# PROMPT
Copy the items below, replacing every occurrence of "Put a dot" with "Place a marker" and keeping everything else unchanged.

# RECORDS FOR THIS TASK
::::::

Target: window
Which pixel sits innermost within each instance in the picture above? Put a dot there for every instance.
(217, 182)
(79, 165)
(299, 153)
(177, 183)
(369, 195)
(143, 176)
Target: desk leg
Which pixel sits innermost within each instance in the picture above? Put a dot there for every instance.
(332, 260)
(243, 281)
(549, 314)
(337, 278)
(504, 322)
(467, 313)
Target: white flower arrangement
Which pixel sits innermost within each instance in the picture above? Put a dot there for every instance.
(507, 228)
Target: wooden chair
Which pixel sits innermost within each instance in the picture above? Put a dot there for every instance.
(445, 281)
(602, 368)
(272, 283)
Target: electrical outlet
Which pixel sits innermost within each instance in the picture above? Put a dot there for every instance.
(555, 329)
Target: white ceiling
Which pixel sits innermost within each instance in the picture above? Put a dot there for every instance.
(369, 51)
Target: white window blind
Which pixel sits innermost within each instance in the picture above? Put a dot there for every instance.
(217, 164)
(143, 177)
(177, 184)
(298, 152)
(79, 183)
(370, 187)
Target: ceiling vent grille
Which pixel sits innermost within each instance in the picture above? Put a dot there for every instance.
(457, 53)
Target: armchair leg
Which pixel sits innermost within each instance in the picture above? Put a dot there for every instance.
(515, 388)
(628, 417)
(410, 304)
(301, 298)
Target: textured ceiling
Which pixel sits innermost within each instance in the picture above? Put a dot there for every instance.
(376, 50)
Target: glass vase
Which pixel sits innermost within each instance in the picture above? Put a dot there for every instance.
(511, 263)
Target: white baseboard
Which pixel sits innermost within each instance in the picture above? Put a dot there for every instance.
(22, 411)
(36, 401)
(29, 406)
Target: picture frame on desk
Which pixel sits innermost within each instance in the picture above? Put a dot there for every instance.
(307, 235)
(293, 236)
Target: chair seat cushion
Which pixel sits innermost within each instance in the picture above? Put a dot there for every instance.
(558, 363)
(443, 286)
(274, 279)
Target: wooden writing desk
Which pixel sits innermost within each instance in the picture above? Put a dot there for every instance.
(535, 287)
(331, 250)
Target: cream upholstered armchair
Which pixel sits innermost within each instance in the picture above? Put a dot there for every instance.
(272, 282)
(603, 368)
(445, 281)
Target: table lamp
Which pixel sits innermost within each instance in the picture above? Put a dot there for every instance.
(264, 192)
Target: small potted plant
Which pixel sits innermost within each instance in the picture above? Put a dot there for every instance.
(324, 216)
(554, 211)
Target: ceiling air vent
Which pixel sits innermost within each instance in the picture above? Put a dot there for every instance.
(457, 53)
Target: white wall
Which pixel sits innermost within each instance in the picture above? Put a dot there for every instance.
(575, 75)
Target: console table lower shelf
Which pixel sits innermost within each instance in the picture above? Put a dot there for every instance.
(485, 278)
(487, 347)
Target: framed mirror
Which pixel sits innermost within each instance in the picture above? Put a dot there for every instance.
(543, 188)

::::::

# FULL ANSWER
Target: window
Which pixel sits innermost within each instance in the picture above? Place a marker there for every instance.
(217, 182)
(79, 165)
(299, 153)
(177, 183)
(369, 195)
(143, 176)
Target: desk leg
Which pixel sits innermost within each instance in the picture above? Place a marker there for every instance.
(332, 260)
(243, 281)
(549, 314)
(337, 278)
(504, 322)
(467, 313)
Target: white flower arrangement
Which pixel sits innermost within each instance in the picture above? Place a marker there for every instance.
(507, 228)
Target: wooden chair
Which pixel sits innermost within each instance in the picture above? Place a marker there for every instance.
(445, 281)
(602, 368)
(272, 283)
Target: electrical outlet
Which pixel sits innermost within each instance in the picture above? Place a marker there for every instance.
(555, 329)
Target: white ceiling
Which pixel sits innermost within each instance in the picture above? Place a marker there for every instance.
(369, 51)
Target: white window blind
Which pixel sits innermost within each instance in the picture above? Place a marker there for every instance.
(217, 164)
(143, 177)
(177, 184)
(298, 152)
(79, 183)
(370, 187)
Target: ceiling vent grille
Which pixel sits innermost within each instance in the picture above? Place a marker there for every instance.
(457, 53)
Target: armchair leg
Which pixel sits innermost within each instance in the picture above? Place a marker there for every instance.
(515, 388)
(628, 417)
(410, 304)
(301, 298)
Target: textured ceiling
Which pixel sits innermost within each instance in the picture above? Place a marker there for every instance.
(376, 50)
Target: glass vase
Which pixel sits innermost within each instance in the picture above? Place a marker there for every instance.
(511, 263)
Target: white baseboard
Which pixel sits innermost within each instance in the picture above? Place a marker there for every instance.
(22, 411)
(36, 401)
(29, 406)
Target: picture frame on desk
Which pixel sits innermost within each instance in the picture above? Place a marker there for every instance.
(307, 235)
(293, 236)
Target: chair seat cushion
Which pixel sits innermost within each instance in the picture above? Place a marker there for every instance.
(558, 363)
(443, 286)
(274, 279)
Target: wooden writing desk
Which pixel sits innermost within each instance in the picture above? Place a marker there for every instance.
(535, 287)
(331, 250)
Target: cream upholstered armchair
Which pixel sits innermost within each instance in the picture above? Place a marker there for every instance.
(272, 282)
(603, 368)
(445, 281)
Target: table lamp
Which pixel sits innermost within each instance in the picture above? Place a marker there for every instance.
(264, 192)
Target: small potted plant
Which pixel sits innermost within each instance in the picture above? Place a marker there for every instance.
(324, 216)
(554, 211)
Target: ceiling air vent
Which pixel sits innermost within each instance in the picture above? Place a marker there for every instance.
(457, 53)
Target: white wall
Which pixel sits innermost within each instance in the picture above? Place a marker there for every instance.
(575, 75)
Target: console table lower shelf
Which pixel sits innermost within each instance in the picture above? Place a marker there for every instance.
(485, 278)
(487, 347)
Target: framed mirror
Which pixel sits innermost within each instance in the picture above? Place a marker there for every instance.
(543, 188)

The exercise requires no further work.